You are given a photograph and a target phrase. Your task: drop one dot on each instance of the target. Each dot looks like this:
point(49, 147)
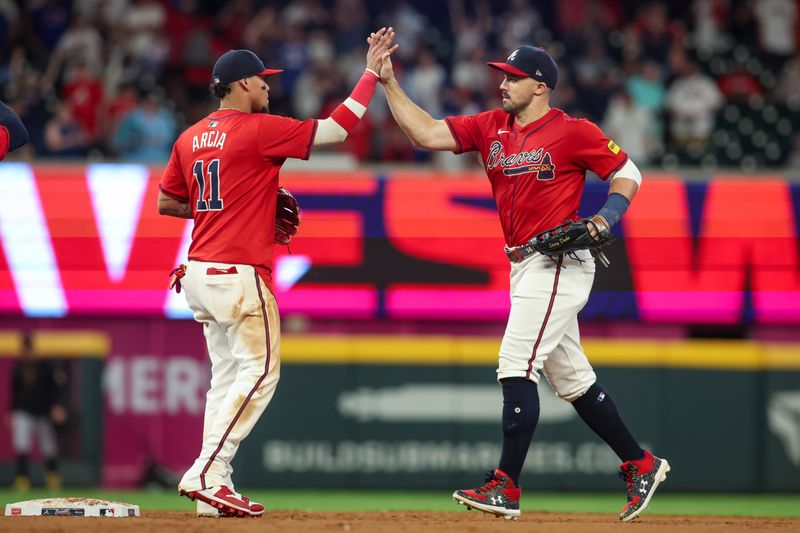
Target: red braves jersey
point(4, 141)
point(226, 166)
point(537, 172)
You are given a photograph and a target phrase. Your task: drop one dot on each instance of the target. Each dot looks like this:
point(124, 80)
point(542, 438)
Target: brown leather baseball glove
point(287, 217)
point(574, 235)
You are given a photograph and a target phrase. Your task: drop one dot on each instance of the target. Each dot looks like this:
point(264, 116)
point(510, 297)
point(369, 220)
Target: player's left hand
point(380, 44)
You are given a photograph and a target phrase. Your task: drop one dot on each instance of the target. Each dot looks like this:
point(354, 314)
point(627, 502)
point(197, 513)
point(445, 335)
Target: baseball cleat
point(643, 477)
point(206, 511)
point(498, 496)
point(227, 502)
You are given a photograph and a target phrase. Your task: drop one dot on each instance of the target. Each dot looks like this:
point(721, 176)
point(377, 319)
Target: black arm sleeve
point(17, 134)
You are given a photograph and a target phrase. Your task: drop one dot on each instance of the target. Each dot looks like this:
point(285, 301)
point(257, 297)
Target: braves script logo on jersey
point(538, 162)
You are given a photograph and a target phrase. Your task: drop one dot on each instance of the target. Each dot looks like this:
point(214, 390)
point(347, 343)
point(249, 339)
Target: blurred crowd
point(702, 82)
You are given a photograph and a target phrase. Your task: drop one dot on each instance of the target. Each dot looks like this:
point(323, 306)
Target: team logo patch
point(537, 162)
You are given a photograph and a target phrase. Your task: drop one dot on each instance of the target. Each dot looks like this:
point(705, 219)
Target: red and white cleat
point(227, 502)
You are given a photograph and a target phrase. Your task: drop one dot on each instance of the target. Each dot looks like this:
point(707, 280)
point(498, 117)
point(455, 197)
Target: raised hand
point(387, 71)
point(380, 46)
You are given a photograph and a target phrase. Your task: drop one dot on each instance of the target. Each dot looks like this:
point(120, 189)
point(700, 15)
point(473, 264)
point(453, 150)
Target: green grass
point(785, 505)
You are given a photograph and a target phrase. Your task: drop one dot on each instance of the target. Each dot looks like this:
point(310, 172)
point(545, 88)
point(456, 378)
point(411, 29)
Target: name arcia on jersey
point(209, 139)
point(523, 162)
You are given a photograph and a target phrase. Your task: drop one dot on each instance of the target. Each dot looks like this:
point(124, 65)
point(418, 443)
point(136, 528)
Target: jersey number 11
point(214, 202)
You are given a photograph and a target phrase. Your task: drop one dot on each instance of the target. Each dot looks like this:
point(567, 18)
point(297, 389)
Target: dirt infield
point(396, 522)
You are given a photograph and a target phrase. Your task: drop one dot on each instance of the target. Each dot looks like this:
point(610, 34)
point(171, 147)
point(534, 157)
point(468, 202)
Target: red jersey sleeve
point(596, 152)
point(466, 130)
point(173, 182)
point(3, 142)
point(286, 137)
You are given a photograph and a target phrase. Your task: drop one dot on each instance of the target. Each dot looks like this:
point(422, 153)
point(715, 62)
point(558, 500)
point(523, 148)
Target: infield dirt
point(396, 522)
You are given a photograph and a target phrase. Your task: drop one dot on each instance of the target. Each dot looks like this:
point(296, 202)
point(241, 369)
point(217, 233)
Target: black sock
point(520, 416)
point(598, 411)
point(22, 465)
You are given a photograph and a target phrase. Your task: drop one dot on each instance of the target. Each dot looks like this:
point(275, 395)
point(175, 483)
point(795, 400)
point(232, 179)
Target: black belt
point(519, 253)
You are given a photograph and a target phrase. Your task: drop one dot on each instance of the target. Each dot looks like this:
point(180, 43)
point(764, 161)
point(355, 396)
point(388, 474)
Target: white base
point(72, 507)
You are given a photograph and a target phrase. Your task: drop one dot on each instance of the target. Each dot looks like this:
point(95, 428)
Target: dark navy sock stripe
point(546, 316)
point(252, 391)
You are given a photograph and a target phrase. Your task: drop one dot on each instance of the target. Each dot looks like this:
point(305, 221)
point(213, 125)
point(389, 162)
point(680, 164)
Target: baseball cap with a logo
point(238, 64)
point(530, 61)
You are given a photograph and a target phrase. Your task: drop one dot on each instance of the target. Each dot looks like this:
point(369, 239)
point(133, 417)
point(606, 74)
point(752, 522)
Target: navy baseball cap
point(239, 64)
point(530, 61)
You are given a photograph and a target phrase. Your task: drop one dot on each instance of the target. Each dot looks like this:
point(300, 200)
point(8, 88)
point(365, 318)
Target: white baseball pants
point(542, 331)
point(242, 330)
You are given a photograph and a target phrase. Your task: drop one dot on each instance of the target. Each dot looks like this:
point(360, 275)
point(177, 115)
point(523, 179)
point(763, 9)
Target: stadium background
point(395, 292)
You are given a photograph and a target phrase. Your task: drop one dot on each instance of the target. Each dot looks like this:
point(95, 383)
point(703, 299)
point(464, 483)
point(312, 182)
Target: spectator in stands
point(84, 95)
point(777, 29)
point(146, 134)
point(80, 45)
point(470, 73)
point(517, 25)
point(739, 84)
point(793, 160)
point(630, 126)
point(788, 90)
point(426, 81)
point(469, 32)
point(63, 134)
point(709, 24)
point(141, 29)
point(693, 100)
point(647, 88)
point(38, 402)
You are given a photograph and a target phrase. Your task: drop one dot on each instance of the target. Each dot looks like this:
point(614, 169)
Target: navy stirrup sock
point(599, 412)
point(520, 416)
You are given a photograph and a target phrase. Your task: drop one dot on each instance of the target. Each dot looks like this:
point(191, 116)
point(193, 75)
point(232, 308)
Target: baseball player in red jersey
point(12, 131)
point(223, 173)
point(536, 158)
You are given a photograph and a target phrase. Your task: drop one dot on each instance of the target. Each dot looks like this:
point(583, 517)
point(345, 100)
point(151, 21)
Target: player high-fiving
point(223, 173)
point(536, 158)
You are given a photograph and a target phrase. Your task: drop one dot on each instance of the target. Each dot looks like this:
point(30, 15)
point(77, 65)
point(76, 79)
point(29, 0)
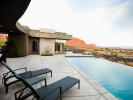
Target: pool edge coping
point(91, 81)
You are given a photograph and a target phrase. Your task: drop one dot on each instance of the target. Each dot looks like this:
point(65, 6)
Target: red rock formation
point(79, 44)
point(3, 36)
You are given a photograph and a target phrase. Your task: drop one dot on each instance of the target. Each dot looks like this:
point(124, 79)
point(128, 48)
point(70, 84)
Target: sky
point(102, 22)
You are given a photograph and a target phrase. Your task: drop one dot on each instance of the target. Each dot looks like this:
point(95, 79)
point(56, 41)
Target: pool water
point(114, 77)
__________
Copy out all of the material above line for line, with no changes, and leave out the pictures.

You are given a photograph and a target phrase. Your task: drop one dot on each instance of the target. Each dot looks like this:
point(49, 147)
Target: red braves jersey
point(4, 141)
point(226, 166)
point(537, 172)
You are given a photograph and a target phrase. Your task: drop one dot on each instance of the target. Each dot looks like this:
point(124, 80)
point(542, 438)
Target: brown leather baseball glove
point(287, 217)
point(574, 235)
You are given a photograph and a target phrase. Your task: drop one dot on each instance of the target. Each dot looks like this:
point(264, 116)
point(510, 297)
point(369, 220)
Target: player's left hand
point(380, 44)
You are given a photograph and a target phrase. Your task: drop one dot on each instance of the target. Each dot looks like this:
point(354, 314)
point(627, 502)
point(197, 513)
point(445, 335)
Target: baseball cleat
point(643, 477)
point(206, 511)
point(498, 496)
point(227, 502)
You are given a photograph and a target phrase. Your task: drop one dot on each instance of the target. Each dot looks like this:
point(721, 176)
point(377, 319)
Target: black arm sleeve
point(17, 134)
You are given a photograph and a target phrase. Your task: drop one dot on each instance of the target. Each dot looks like this:
point(285, 301)
point(257, 297)
Target: braves script logo on jersey
point(538, 162)
You are given a photograph and a target phrase. Your task: drop one dot on each instance of the target. Each dot looks like this:
point(214, 390)
point(347, 343)
point(249, 339)
Target: blurred crowd
point(702, 82)
You are given a photograph and a target phrase. Your task: drop one dot on each instance of the target. Each dot looks like this:
point(323, 306)
Target: team logo patch
point(537, 162)
You are given a photograph and a target phrase. Your task: drop one dot on each instance of the target. Each dot looks like this:
point(705, 219)
Target: red and white cleat
point(227, 502)
You are given a photograph and a target phrase. Your task: drop one dot on each instance of the target. Each dot looks like this:
point(707, 280)
point(498, 117)
point(455, 197)
Target: raised hand
point(387, 71)
point(380, 46)
You are given a photograph and a target phrase. Your task: drop one dot on each instance of the target. Each dot looks like this:
point(120, 189)
point(700, 15)
point(473, 264)
point(453, 150)
Target: green grass
point(785, 505)
You are given a photograph and a target phrase. Your task: drop one dot on each instance of the target. Each dot looks like this:
point(310, 172)
point(545, 88)
point(456, 378)
point(411, 29)
Target: name arcia on jersey
point(209, 139)
point(523, 162)
You are given a photograph and a target phrase. Your task: drop one dot on each instance of the target. Each dot looks like this:
point(124, 65)
point(418, 443)
point(136, 528)
Target: jersey number 11
point(214, 202)
You are given a photograph and a target phrase. Your task: drop one dot on each instance of the target. Each dot looks like this:
point(567, 18)
point(297, 389)
Target: dirt infield
point(396, 522)
You are given a photograph and a target phrase. Your task: drop one dot on each instance of the target. Each dot looks like this:
point(610, 34)
point(171, 147)
point(534, 157)
point(468, 202)
Target: red jersey sleeve
point(596, 152)
point(466, 130)
point(173, 182)
point(3, 142)
point(286, 137)
You are given a photograph and a target phrase. Your task: drop one dot on each instance of the target. Each dot looks like this:
point(422, 153)
point(715, 62)
point(558, 500)
point(523, 148)
Target: infield dirt
point(396, 522)
You are given a photograph and a target phrase. Your task: drop one dot on each instance of the target. Each dot looks like this:
point(296, 202)
point(241, 369)
point(217, 233)
Target: black sock
point(520, 416)
point(598, 411)
point(22, 465)
You are given a photograph and a target phrase. Your task: drop one dot on each instance of the target. Each dot looks like this:
point(275, 395)
point(175, 483)
point(795, 400)
point(232, 179)
Target: black belt
point(519, 253)
You are given a photograph and a target phrase. Your task: drop one dot on each instance of the target. Each dot looks like this:
point(180, 43)
point(764, 161)
point(355, 396)
point(388, 474)
Target: white base
point(72, 507)
You are given a photograph and a target phrase. Your task: drop one dot on each instance of the target. Each dot looks like this:
point(95, 428)
Target: dark navy sock stripe
point(546, 316)
point(252, 391)
You are given a photograph and a target phrase. Your task: drop one dot on each instance of the target. Each dot looks like this:
point(305, 221)
point(213, 125)
point(389, 162)
point(680, 164)
Target: baseball cap with a logo
point(238, 64)
point(530, 61)
You are given a photograph and a target phrase. Your task: drop one dot on each instance of the target. Each dot looks like this:
point(369, 239)
point(133, 417)
point(606, 74)
point(752, 522)
Target: navy baseball cap
point(239, 64)
point(530, 61)
You are given a photograph and a target phrase. Your task: drop one dot on each instance of the target. Each dot looks like this:
point(300, 200)
point(8, 88)
point(365, 318)
Target: white baseball pants
point(542, 331)
point(242, 330)
You are given a photograph and a target phrase. Your task: drop one dot on each instance of the target. Each dot looks like this:
point(360, 275)
point(177, 115)
point(523, 179)
point(763, 9)
Target: stadium background
point(395, 292)
You are given a photograph and a target phrase. Your task: drop one dot on each instance of the target. Each dot looks like this:
point(95, 383)
point(703, 299)
point(464, 483)
point(312, 182)
Target: spectator in stands
point(84, 95)
point(777, 29)
point(146, 134)
point(80, 45)
point(470, 73)
point(517, 25)
point(739, 84)
point(793, 160)
point(630, 126)
point(788, 90)
point(426, 81)
point(469, 32)
point(63, 134)
point(709, 24)
point(141, 29)
point(693, 100)
point(647, 88)
point(38, 402)
You are given a photograph and a target phrase. Your task: drop one dot on each instance of the target. Each dot looks like this:
point(614, 169)
Target: navy stirrup sock
point(599, 412)
point(520, 416)
You are given a photograph and a target phrase. Your task: drop one dot on each instance of the target. Each dot looks like this:
point(191, 116)
point(193, 75)
point(232, 308)
Target: baseball player in red jersey
point(12, 131)
point(223, 173)
point(536, 158)
You are given a photograph and a target phrase. Your task: drop one dot on each instance of the target. Each dot looks like this:
point(583, 517)
point(345, 100)
point(151, 21)
Target: player high-fiving
point(223, 173)
point(536, 158)
You are given a photograph and a target phrase. Your task: drop one dot on each instance of the target. Each dot looks like this:
point(30, 15)
point(77, 65)
point(76, 79)
point(29, 0)
Target: pool edge coping
point(91, 81)
You are given a photograph and a target phrase. Your task: drop one dot on each instance of the target. Each dot looks like this:
point(65, 6)
Target: red rock formation
point(79, 44)
point(3, 36)
You are given a photograph and a target phrase. Your task: drop one dot on each instance of the target. Each dot looks like this:
point(124, 79)
point(128, 48)
point(70, 84)
Target: sky
point(102, 22)
You are given a photograph and a target phrase. Your task: drop one dot on each instance of the target. Each dot looks like this:
point(95, 79)
point(56, 41)
Target: pool water
point(114, 77)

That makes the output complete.